==== SOURCE PASSAGE ====

No, this isn't a post where I share the secrets of how to spice up your fertility "homework." Dirty people. This weekend we met a new couple at church and they asked why we adopted, if there were issues. I started to answer that we did 'infertility treatments' for years but changed it and said 'fertility treatments'. Somewhere along the way I was encouraged to talk about my fertility not infertility, focusing on the positive, not negative. Kinda (but not really) like in high school when my youth pastor asked that we refer to our friends as pre-Christians. (It's amazing I still have high school friends, frankly.)
I do hate the label. I do hate walking into a building largely labeled "INFERTILITY clinic." It is rather ominous. Some disguise it as "Women's healthcare" but the specialists (my peeps!) all carry the infertile card. Ugh.
Let's revolutionize the industry. Join me.
One day I would like to see a pamphlet from one of these establishments with some sort of perky subtitle:
Eggcelent care in your journey.
Making your lady parts whole again.
At your cervix!
Can't get your lady pregnant? Let us try!
Our patients are s ovary happy! (so very)
If my youth pastor changed professions, perhaps he'd call it a Pre-fertility Clinic.
If this were located in the south perhaps they could use:
Bring your U ter us. (bring your U to us…)
I don't know. Maybe I should stop eating the leftover Easter eggs, they may have gone bad by now and have started to take an effect on my decision making. Like posting this blog. Feel free to pray for me and all your pre-Christian friends.

==== INPUT DATA ====

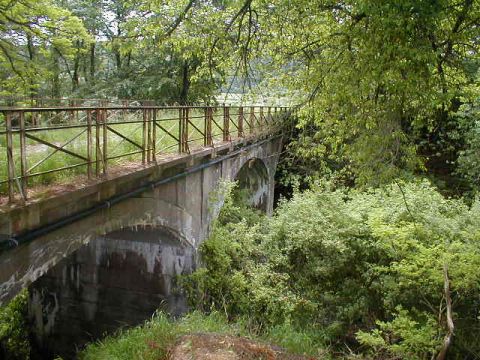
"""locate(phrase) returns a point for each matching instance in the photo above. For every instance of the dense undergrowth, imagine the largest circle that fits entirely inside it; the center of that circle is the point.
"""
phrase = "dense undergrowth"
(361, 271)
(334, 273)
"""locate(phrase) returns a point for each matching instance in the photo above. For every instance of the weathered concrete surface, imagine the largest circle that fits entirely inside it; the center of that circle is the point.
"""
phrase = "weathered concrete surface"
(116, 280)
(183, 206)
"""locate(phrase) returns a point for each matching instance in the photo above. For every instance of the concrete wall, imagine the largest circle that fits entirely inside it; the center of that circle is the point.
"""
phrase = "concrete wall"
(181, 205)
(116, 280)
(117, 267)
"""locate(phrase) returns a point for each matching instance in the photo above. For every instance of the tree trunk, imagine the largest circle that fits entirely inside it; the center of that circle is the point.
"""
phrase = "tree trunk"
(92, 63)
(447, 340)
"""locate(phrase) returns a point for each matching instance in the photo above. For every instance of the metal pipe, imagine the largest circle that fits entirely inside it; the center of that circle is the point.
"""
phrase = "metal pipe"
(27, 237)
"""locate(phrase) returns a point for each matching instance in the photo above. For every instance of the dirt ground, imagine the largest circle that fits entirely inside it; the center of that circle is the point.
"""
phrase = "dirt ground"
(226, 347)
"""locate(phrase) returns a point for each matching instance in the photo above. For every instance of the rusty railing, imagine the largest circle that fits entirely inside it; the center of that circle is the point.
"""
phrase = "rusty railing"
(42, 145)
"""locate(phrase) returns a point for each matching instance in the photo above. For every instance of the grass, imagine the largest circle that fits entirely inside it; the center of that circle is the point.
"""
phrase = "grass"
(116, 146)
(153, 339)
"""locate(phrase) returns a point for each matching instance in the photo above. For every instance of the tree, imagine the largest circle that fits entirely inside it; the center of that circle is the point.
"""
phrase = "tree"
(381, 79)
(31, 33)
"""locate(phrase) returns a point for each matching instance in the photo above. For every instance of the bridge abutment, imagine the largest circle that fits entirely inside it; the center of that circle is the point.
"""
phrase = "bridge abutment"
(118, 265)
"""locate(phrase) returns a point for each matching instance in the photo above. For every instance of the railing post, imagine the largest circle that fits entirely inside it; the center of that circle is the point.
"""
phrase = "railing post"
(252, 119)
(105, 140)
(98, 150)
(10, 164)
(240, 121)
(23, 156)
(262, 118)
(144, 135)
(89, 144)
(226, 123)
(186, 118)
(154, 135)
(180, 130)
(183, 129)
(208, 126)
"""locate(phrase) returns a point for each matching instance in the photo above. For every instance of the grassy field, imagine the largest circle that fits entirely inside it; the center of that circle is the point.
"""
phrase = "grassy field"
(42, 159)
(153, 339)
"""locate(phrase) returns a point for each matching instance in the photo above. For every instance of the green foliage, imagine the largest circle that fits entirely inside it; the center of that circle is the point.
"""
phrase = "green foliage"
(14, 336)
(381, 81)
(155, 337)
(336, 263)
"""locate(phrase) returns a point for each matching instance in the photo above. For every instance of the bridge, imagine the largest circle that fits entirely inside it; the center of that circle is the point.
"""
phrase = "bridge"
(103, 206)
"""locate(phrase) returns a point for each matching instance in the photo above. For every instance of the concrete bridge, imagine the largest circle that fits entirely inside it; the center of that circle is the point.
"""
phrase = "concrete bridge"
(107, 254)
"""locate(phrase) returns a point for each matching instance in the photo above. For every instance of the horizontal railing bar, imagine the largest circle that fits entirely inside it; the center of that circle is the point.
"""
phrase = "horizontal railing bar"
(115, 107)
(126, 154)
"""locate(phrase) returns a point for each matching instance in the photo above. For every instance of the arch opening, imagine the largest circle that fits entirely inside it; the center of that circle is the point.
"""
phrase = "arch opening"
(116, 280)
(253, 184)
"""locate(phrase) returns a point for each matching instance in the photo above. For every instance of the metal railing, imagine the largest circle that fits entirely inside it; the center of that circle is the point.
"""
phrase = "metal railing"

====

BRIEF:
In the blog post, rewrite the stretch that begins with "Let's revolutionize the" and ends with "parts whole again.", changing "pamphlet" to "brochure".

RESULT:
Let's revolutionize the industry. Join me.
One day I would like to see a brochure from one of these establishments with some sort of perky subtitle:
Eggcelent care in your journey.
Making your lady parts whole again.